What you should do: Carry none of the pictures over; write out the complete data exactly.

Extracted material:
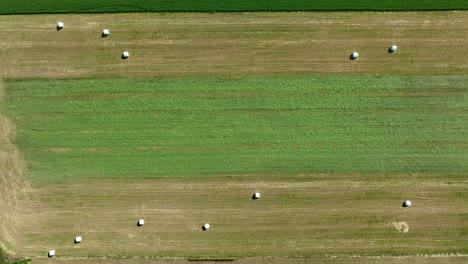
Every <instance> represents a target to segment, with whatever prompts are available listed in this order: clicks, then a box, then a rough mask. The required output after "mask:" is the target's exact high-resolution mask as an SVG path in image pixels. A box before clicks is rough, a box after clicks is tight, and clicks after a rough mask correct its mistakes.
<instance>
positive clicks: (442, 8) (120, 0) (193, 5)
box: [0, 0, 468, 14]
mask: <svg viewBox="0 0 468 264" xmlns="http://www.w3.org/2000/svg"><path fill="white" fill-rule="evenodd" d="M455 9H468V2H467V1H465V0H414V1H407V0H393V1H392V0H378V1H376V0H374V1H369V0H347V1H342V0H312V1H311V0H292V1H284V0H262V1H251V0H238V1H234V0H221V1H219V0H203V1H194V0H161V1H139V0H100V1H93V0H62V1H59V0H49V1H43V0H23V1H19V2H18V1H16V0H3V1H1V2H0V14H39V13H124V12H194V11H196V12H216V11H220V12H239V11H415V10H455Z"/></svg>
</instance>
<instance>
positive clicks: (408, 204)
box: [402, 200, 411, 207]
mask: <svg viewBox="0 0 468 264" xmlns="http://www.w3.org/2000/svg"><path fill="white" fill-rule="evenodd" d="M402 206H403V207H410V206H411V201H409V200H406V201H404V202H403V205H402Z"/></svg>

Finished task:
Every <instance> represents a target to segment, with whatever prompts are available listed in this order: clicks, then a box, then a rough mask. The required output after "mask:" is the target's exact high-resolution mask as an SVG path in image pixels. A box before clicks is rough, a box after clicks is tight, and clicks after a rough mask correct its mistakes.
<instance>
positive clicks: (442, 8) (120, 0) (193, 5)
box: [0, 0, 468, 14]
mask: <svg viewBox="0 0 468 264" xmlns="http://www.w3.org/2000/svg"><path fill="white" fill-rule="evenodd" d="M455 9H468V2H467V1H465V0H414V1H407V0H393V1H392V0H378V1H376V0H374V1H369V0H347V1H342V0H312V1H311V0H292V1H284V0H262V1H251V0H238V1H234V0H221V1H219V0H203V1H194V0H161V1H139V0H100V1H93V0H62V1H59V0H49V1H43V0H23V1H19V2H18V1H16V0H3V1H1V2H0V14H39V13H124V12H194V11H196V12H216V11H220V12H239V11H415V10H455Z"/></svg>
</instance>
<instance>
positive clicks: (408, 204)
box: [402, 200, 411, 207]
mask: <svg viewBox="0 0 468 264" xmlns="http://www.w3.org/2000/svg"><path fill="white" fill-rule="evenodd" d="M402 206H403V207H410V206H411V201H409V200H406V201H404V202H403V205H402Z"/></svg>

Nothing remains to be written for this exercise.